Compatible with computers, tablets, smartphones and even televisions, I never imagined that it would be so simple to set up. Avast’s VPN takes seconds to install on the computer, and when we open the tool, we find a very simple interface through which the VPN can be activated or deactivated manually at the touch of a button. There is no need to configure anything else. However, that process is for the most basic option; from the menu, you can also activate an alternative setup so that it is automatic depending on what you are doing: what happens when you browse from public networks, use applications and torrent websites, do banking operations, and so on.

As I said at the beginning, the ability to browse privately quickly made VPNs popular with those who wanted to pirate multimedia content and avoid lawsuits, but in reality, VPNs have many other uses. Their main function relates to security when shopping online, banking or teleworking, since it is impossible for usernames, passwords and sensitive information to be stolen. And as the risk of cyberthreats increases, that is very important: 66% of users shop online once a month, 60% regularly use online banking and 17.6% of people have teleworked in the last year.

Beyond that, VPNs greatly reduce the risks of browsing the internet on public networks, and one can obtain better prices when buying airline tickets, booking hotels… Many have experienced a situation in which the prices of a vacation have gone up compared to a previous query: that may be because the website knows that you have already been there and are interested in a certain product. Or it might be because prices vary based on the location from which the user is searching. When one searches via the VPN, that does not happen.
________
Given exercise 1 -
In the VPN passage, please rename "tool" to "app" in the part that opens with the words "Compatible with computers, tablets, smartphones" and closes with "operations, and so on.", and give that part again.
Given exercise 2 -
Condense the paragraph of the VPN passage that begins "Beyond that, VPNs greatly reduce", keeping its main facts.

Material -
________
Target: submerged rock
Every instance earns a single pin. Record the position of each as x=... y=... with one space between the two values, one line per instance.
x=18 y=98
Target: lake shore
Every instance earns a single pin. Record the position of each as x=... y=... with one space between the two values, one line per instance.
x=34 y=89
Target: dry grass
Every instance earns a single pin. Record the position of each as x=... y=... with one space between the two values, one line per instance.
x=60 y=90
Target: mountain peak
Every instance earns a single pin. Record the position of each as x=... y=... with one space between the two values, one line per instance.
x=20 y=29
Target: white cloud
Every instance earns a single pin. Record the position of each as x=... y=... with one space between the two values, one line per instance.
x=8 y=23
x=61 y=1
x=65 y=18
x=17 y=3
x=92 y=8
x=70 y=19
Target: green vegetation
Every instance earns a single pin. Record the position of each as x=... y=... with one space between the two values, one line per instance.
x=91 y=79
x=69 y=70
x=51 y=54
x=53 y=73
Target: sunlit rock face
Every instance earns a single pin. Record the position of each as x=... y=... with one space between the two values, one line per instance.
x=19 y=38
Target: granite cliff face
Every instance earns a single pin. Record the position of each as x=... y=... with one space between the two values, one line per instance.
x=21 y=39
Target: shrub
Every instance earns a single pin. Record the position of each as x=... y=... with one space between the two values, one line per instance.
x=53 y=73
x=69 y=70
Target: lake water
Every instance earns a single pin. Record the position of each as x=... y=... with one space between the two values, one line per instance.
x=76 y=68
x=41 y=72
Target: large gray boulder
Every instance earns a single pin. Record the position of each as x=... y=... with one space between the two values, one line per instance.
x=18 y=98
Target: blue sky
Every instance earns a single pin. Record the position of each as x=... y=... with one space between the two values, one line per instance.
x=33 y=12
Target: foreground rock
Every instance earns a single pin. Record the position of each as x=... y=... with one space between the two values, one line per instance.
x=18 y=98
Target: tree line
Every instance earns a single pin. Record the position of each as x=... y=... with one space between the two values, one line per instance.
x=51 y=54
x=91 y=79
________
Worked solution 1 -
Compatible with computers, tablets, smartphones and even televisions, I never imagined that it would be so simple to set up. Avast’s VPN takes seconds to install on the computer, and when we open the app, we find a very simple interface through which the VPN can be activated or deactivated manually at the touch of a button. There is no need to configure anything else. However, that process is for the most basic option; from the menu, you can also activate an alternative setup so that it is automatic depending on what you are doing: what happens when you browse from public networks, use applications and torrent websites, do banking operations, and so on.

Worked solution 2 -
VPNs lower the risks of browsing on public networks and can get better prices on airline tickets and hotel bookings. Vacation prices sometimes rise on a repeat search, either because the website knows you have already visited and are interested in a product or because prices vary with the user's location. Searching via a VPN prevents that.